-- START Supplied passage --

Re: [PATCH] cifs: detect dead connections only when echoes are enabled.

[Date Prev][Date Next][Thread Prev][Thread Next][Date Index][Thread Index]

 



Hi Aurelien,

I did some reading in this code path, and it seems like echo_interval
was changed to 0 for NeedNegotiate cases to handle cases of too much
delay between echoes causing the server to be declared as
unresponsive.
This was back when we used 2*echo_interval as the timeout to declare
the server as unresponsive. Later, Ronnie changed this to
3*echo_interval.
So we should not need to change echo_interval to 0 anymore.

Attached patch has the fix.
Please let me know what you think about this fix.

Regards,
Shyam

On Fri, Apr 30, 2021 at 12:23 AM Steve French <smfrench@xxxxxxxxx> wrote:
>
> FYI kicked off buildbot with your patch (and Rohiths)
>
> http://smb3-test-rhel-75.southcentralus.cloudapp.azure.com/#/builders/11/builds/41
>
> On Thu, Apr 29, 2021 at 10:48 AM Shyam Prasad N <nspmangalore@xxxxxxxxx> wrote:
> >
> > Attaching updated patch with can_echo() instead of referencing echoes directly.
> > I'll submit another patch for the other changes.
> >
> > Regards,
> > Shyam
> >
> > On Thu, Apr 29, 2021 at 5:59 PM Shyam Prasad N <nspmangalore@xxxxxxxxx> wrote:
> > >
> > > Hi Aurélien,
> > >
> > > Replies below...
> > >
> > > On Thu, Apr 29, 2021 at 5:16 PM Aurélien Aptel <aaptel@xxxxxxxx> wrote:
> > > >
> > > >
> > > > Hi Shyam,
> > > >
> > > > Ok so I ended up looking at a lot of code to check this... And I'm still
> > > > unsure.
> > > >
> > > > First, it looks like server->echoes is only used for smb2 and there is
> > > > a generic server->ops->can_echo() you can use that just returns
> > > > server->echoes it for smb2.
> > > Agree. I can use can_echo() instead.

-- END Supplied passage --
-- START Dataset excerpts --

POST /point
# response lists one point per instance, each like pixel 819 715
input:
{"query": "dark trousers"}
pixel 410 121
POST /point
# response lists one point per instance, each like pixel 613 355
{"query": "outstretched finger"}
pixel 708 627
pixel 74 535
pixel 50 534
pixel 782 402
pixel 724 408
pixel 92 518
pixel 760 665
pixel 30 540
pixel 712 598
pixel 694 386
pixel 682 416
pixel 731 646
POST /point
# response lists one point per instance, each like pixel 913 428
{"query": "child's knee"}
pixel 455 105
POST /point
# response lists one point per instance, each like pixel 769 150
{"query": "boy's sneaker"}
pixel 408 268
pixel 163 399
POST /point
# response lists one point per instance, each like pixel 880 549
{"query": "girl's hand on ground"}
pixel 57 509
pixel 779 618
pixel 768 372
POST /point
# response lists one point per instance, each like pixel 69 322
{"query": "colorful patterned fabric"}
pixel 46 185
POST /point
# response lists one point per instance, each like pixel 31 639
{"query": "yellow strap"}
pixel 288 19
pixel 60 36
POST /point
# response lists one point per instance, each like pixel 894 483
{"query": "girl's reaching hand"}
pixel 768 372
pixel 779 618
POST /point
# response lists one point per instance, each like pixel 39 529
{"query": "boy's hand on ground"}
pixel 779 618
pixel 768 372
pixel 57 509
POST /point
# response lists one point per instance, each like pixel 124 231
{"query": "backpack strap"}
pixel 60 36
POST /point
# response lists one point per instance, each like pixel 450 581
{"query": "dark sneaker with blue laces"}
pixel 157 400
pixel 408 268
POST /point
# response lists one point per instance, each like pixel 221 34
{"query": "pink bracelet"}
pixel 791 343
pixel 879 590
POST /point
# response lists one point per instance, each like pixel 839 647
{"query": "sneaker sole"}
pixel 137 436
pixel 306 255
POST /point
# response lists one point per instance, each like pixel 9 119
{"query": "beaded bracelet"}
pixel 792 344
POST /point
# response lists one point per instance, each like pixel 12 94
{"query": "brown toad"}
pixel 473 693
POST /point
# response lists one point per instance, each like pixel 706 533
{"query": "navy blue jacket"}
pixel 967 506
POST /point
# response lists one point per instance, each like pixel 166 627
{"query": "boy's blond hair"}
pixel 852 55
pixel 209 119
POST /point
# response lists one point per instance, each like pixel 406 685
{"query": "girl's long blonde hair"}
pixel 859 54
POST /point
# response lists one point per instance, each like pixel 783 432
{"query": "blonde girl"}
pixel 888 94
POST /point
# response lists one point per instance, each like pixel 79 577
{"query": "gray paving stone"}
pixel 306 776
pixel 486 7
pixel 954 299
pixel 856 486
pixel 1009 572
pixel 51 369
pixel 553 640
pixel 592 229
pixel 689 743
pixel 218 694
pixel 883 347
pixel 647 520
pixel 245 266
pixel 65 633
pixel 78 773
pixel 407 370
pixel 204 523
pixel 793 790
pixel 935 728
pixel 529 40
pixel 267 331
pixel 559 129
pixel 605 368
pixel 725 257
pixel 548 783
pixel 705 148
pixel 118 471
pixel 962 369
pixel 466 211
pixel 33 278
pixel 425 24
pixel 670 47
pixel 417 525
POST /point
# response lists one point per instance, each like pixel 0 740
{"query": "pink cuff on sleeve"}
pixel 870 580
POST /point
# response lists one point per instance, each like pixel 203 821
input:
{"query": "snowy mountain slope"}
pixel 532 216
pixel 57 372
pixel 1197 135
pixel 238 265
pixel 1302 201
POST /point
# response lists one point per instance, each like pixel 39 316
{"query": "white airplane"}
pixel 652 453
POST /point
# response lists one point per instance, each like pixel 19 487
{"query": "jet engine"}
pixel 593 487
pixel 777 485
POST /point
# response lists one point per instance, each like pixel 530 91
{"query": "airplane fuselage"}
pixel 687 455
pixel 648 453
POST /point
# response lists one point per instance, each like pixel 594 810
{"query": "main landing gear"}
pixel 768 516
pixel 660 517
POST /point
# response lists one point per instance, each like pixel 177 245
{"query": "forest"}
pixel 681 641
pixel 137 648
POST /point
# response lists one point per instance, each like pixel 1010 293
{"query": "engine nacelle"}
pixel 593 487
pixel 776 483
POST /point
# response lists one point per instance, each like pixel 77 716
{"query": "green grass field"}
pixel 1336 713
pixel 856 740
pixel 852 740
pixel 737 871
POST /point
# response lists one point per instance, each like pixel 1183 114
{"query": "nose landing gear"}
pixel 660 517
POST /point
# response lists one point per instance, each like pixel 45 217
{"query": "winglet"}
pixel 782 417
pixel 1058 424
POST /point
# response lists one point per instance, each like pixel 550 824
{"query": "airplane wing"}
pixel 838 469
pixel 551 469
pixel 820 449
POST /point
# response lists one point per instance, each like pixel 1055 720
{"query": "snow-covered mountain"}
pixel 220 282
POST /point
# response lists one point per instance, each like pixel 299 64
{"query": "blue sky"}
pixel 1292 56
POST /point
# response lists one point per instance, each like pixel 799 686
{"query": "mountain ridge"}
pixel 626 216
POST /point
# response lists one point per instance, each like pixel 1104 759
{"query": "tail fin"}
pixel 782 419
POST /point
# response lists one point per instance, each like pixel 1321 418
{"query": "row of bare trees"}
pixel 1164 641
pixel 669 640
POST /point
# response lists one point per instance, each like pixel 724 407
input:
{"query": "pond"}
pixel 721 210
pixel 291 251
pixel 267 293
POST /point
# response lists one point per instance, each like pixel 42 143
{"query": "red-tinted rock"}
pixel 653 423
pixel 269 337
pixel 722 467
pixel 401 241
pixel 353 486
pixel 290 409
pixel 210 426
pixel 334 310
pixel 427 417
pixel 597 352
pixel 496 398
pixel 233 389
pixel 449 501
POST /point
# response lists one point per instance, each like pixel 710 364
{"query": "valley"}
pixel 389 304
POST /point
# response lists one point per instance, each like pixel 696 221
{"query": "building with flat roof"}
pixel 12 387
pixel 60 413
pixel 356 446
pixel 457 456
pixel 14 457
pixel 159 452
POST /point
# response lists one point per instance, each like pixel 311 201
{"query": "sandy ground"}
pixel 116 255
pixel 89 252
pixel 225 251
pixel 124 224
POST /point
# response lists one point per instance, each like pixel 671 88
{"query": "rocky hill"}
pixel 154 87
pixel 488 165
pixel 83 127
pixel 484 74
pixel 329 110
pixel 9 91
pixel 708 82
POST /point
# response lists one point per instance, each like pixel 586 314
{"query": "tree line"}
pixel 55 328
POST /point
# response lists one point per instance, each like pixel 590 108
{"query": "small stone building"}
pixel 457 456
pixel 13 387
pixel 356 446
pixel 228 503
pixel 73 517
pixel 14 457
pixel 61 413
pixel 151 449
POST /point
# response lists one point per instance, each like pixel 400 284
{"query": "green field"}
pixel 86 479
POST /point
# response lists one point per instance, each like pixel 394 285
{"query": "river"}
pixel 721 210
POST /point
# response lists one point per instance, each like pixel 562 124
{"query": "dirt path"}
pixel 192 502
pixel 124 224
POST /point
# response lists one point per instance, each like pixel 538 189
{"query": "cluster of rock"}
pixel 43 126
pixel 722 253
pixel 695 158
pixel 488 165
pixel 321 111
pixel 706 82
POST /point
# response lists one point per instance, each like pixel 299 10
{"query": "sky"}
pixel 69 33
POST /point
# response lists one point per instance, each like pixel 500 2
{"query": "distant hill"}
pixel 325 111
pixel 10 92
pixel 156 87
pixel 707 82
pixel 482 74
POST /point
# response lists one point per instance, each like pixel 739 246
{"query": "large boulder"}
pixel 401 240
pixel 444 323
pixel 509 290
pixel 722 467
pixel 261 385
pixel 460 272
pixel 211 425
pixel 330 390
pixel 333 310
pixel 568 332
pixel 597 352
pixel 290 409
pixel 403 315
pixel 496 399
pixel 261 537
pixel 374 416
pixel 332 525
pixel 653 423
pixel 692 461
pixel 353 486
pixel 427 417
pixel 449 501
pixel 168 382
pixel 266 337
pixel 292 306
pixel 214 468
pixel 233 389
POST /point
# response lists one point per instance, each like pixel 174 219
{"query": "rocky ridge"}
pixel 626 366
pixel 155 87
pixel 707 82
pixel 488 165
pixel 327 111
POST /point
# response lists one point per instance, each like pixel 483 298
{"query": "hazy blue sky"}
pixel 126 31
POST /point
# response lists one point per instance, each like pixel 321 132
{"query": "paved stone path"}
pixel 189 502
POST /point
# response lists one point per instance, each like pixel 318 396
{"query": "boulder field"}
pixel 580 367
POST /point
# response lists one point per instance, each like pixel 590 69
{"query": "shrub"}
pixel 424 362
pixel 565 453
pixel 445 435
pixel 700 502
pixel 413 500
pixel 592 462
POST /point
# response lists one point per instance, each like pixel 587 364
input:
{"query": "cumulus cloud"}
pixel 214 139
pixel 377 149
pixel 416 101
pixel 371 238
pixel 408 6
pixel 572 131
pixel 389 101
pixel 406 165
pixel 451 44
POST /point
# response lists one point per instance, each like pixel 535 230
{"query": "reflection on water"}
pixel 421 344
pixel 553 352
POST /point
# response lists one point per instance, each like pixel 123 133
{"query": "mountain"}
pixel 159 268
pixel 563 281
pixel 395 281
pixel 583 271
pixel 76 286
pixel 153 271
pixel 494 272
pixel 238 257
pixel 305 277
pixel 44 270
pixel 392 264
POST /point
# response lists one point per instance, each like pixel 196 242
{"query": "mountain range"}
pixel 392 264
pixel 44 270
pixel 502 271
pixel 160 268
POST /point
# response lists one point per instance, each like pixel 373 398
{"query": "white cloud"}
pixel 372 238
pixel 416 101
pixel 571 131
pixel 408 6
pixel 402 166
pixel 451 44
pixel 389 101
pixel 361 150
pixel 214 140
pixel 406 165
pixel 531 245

-- END Dataset excerpts --

● **What this task involves**
Answer these questions about the cifs patch thread above.
1. Which timeout was used to declare the server unresponsive when echo_interval was set to 0 for NeedNegotiate cases, and what did Ronnie change it to?
2. Which generic function did Aurélien say could be used instead of server->echoes?
3. What did Steve French start running with the patch?

● **The output**
1. The timeout was 2*echo_interval, and Ronnie changed it to 3*echo_interval.
2. server->ops->can_echo().
3. The buildbot, with Shyam's patch and Rohith's.